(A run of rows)
::::::::

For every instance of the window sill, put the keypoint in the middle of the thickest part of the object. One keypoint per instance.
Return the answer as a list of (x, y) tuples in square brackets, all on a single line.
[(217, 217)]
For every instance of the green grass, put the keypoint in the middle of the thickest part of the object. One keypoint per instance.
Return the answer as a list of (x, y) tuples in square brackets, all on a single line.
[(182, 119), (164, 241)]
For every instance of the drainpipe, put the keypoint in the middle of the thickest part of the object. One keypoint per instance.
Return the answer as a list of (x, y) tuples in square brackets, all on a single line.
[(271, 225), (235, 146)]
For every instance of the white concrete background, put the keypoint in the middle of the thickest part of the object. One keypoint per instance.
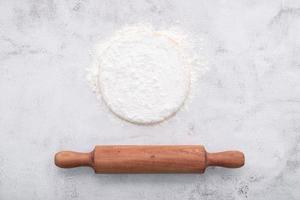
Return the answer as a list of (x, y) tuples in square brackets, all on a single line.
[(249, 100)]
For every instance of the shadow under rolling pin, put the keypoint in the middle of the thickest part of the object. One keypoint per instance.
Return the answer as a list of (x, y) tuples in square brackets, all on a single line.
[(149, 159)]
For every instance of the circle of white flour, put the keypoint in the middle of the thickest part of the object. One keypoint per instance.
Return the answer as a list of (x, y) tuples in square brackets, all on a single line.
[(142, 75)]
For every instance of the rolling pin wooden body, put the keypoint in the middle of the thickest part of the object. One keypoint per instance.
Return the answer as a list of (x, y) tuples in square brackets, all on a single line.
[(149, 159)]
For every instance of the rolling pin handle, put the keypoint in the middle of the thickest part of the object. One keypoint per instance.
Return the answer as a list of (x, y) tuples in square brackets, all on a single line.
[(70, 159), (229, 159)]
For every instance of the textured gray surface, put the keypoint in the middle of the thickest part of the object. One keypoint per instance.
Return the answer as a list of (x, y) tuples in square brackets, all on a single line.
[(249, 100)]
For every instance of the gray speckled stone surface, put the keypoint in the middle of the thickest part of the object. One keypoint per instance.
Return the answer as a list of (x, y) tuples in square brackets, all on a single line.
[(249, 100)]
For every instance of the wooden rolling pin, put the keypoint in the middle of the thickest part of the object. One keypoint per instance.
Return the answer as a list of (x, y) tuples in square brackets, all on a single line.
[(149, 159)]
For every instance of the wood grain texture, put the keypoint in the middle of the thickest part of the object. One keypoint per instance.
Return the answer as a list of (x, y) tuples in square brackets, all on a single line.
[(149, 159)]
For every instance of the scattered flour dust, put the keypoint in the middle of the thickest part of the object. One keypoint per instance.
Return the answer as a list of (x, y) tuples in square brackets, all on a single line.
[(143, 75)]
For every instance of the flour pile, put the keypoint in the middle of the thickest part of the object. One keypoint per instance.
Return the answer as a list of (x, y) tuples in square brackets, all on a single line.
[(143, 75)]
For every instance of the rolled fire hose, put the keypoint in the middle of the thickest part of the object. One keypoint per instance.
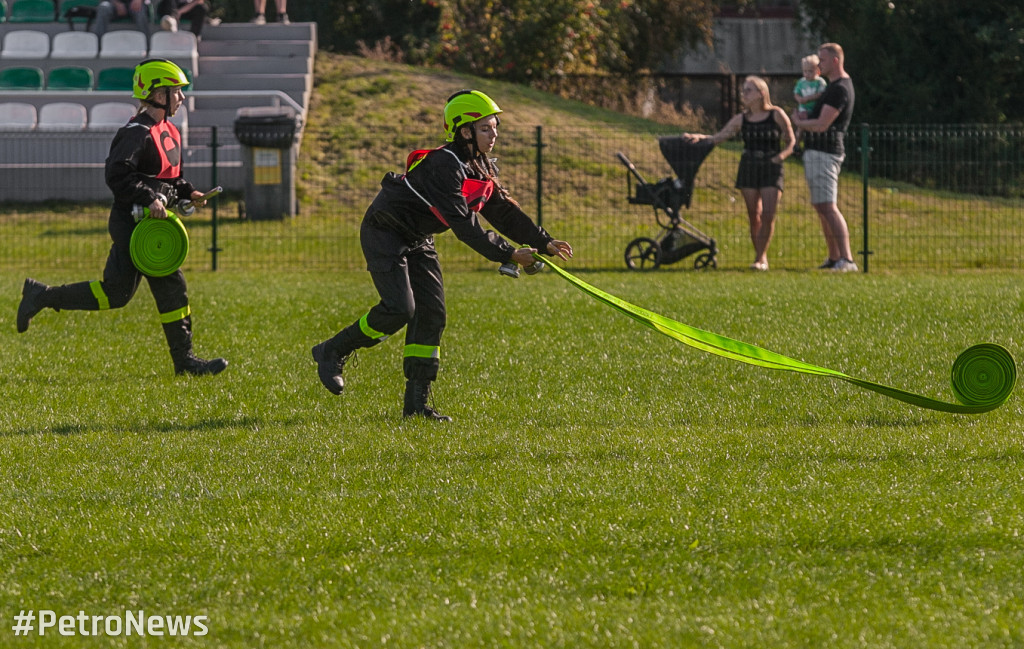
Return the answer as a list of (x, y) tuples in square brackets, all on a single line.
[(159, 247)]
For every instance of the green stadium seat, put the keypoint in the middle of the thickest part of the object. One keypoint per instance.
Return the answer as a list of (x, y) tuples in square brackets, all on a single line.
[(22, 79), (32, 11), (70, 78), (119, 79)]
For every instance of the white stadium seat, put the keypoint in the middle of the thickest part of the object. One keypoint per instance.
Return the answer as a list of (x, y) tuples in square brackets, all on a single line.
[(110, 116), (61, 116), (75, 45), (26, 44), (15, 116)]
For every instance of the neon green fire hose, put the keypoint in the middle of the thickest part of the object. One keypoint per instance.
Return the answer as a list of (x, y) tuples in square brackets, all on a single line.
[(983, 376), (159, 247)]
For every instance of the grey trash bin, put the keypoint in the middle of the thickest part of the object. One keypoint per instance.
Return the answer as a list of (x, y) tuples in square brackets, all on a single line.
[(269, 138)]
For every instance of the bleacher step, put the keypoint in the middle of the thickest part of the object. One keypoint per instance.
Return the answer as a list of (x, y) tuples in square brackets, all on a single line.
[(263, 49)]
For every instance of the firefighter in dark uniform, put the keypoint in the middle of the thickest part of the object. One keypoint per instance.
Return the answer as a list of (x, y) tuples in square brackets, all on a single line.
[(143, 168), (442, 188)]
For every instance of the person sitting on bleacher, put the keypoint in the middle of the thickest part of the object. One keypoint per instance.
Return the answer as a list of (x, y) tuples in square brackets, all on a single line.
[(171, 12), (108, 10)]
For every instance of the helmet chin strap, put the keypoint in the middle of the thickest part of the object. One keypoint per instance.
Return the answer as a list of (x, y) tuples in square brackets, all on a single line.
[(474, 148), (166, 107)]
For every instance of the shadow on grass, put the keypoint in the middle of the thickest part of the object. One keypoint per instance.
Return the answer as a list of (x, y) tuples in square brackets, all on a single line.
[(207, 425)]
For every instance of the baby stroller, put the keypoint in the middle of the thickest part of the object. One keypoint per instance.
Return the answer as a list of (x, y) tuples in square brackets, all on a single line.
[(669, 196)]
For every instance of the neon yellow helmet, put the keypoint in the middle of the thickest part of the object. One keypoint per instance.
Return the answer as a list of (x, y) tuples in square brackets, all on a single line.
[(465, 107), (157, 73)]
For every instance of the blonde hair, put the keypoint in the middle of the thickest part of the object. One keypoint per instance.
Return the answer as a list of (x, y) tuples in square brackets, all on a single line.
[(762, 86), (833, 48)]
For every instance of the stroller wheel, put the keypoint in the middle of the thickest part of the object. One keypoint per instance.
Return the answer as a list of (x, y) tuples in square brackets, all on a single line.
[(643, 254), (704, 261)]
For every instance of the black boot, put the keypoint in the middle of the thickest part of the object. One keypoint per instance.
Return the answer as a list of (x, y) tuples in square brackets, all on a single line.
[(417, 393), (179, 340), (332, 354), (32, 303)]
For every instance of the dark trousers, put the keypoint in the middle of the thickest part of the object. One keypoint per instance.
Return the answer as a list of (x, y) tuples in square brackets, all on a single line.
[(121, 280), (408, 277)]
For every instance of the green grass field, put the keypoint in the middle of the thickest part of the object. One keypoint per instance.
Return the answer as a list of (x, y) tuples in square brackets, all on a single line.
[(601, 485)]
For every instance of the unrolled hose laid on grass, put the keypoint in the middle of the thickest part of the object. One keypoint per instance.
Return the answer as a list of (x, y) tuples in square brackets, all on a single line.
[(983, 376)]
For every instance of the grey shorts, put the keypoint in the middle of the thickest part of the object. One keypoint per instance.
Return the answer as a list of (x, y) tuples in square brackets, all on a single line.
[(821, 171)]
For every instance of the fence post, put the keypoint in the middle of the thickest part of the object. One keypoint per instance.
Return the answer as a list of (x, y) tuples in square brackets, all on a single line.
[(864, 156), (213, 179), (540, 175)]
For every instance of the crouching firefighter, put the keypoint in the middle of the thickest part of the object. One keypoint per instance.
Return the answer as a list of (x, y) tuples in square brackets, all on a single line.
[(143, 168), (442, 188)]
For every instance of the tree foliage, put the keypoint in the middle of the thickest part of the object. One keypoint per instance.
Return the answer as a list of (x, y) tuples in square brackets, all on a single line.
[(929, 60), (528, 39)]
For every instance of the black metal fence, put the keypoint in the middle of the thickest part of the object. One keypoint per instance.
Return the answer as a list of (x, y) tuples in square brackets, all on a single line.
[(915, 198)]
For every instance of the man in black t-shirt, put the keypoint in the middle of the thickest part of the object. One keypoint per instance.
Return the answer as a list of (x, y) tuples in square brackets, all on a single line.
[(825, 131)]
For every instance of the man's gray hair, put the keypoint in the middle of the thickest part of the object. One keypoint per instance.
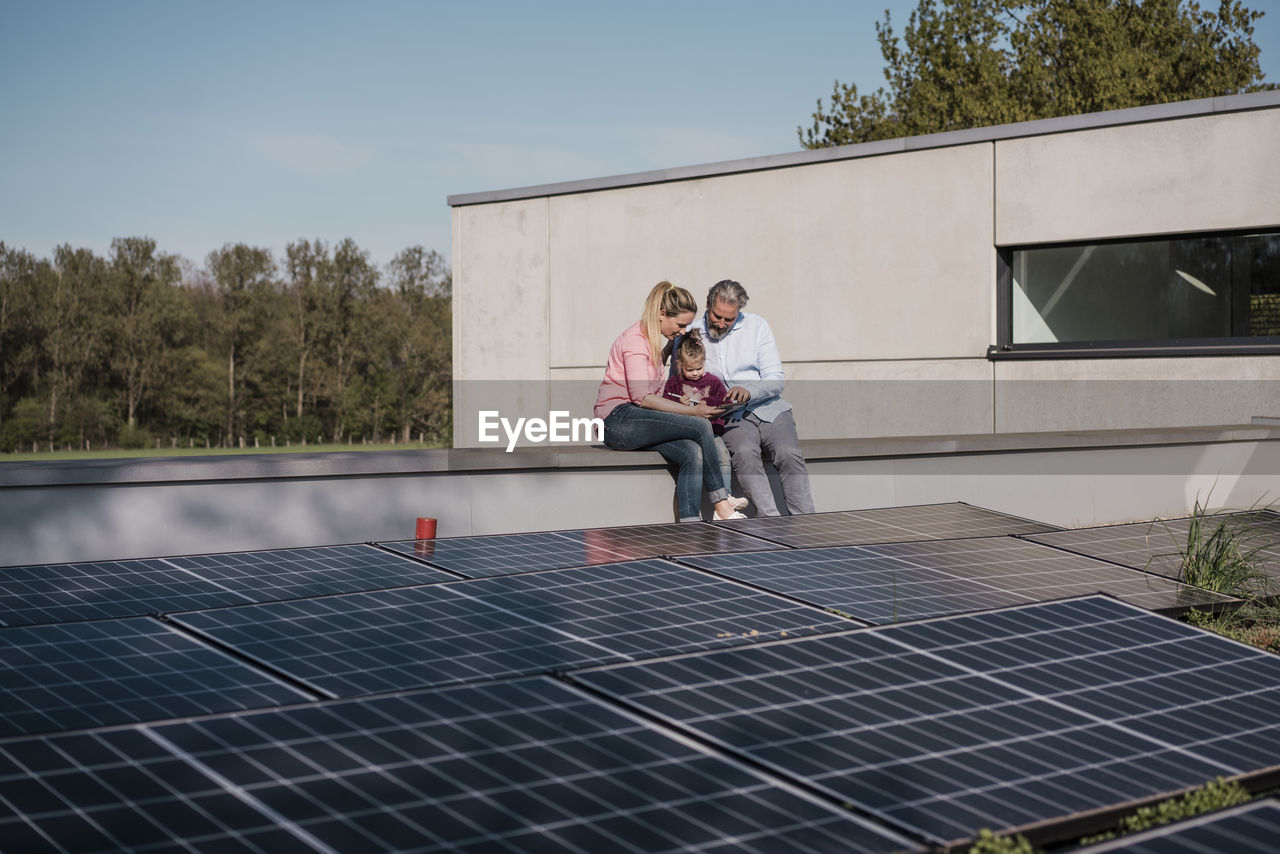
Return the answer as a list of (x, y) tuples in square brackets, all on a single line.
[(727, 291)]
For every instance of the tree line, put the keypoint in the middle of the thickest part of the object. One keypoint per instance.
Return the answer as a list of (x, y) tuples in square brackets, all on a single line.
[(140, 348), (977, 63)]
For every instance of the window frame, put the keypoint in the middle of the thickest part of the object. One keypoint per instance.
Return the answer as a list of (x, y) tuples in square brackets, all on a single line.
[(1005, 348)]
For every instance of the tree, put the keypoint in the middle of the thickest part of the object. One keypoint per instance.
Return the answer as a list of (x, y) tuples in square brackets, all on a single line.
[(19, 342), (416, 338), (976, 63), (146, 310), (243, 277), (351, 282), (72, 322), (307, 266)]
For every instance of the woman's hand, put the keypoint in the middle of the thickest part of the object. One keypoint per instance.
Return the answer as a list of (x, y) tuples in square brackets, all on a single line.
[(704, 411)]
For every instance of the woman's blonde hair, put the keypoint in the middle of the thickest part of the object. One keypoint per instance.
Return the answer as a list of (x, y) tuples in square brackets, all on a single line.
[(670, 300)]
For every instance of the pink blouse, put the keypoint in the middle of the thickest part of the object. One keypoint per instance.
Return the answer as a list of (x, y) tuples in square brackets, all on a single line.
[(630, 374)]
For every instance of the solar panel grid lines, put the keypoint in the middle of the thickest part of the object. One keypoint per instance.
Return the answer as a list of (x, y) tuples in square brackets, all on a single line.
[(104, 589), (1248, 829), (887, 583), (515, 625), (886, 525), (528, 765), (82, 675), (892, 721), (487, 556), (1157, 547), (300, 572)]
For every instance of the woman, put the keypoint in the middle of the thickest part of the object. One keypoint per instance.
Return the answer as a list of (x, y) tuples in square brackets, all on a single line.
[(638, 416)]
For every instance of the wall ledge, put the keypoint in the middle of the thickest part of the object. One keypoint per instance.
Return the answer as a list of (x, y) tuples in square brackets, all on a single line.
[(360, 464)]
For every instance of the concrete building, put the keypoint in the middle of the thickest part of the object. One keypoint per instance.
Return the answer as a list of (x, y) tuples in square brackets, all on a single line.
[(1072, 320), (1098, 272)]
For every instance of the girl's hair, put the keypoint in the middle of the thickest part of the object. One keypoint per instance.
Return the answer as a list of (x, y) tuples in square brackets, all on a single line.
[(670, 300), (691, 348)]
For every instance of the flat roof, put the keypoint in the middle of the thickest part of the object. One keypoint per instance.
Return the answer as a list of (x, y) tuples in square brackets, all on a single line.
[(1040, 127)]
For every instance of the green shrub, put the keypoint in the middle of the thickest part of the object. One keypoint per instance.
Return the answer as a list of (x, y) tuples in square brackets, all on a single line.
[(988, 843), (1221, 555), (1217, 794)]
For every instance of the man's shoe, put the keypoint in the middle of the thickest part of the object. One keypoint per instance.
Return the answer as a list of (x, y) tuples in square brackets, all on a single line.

::::::::

Copy, character for character, the lines starting with the one containing "For every instance of the black boot, put" and ending with the one containing "[(601, 485)]".

For every instance of the black boot, put the keypoint in the middle of the thickest part of the object. One keypoint per instance.
Return the answer as a list of (x, y) tuples in square brackets, all on a single line.
[(417, 393), (179, 340), (332, 354), (32, 303)]
For every instance of the dark trousers, put the keypoint in the middle of the thickest part of the object. One keypoint per instance.
Return the answer as a list of (x, y) tuples in square brackets, all on a single line.
[(121, 280), (408, 277)]
For every instance of the green grass field, put the keypoint in the middle of the thickest part of the object. One keypoint per instance.
Return the answer as a list of (x, y) tuples in square brackets, all on a single line.
[(601, 485)]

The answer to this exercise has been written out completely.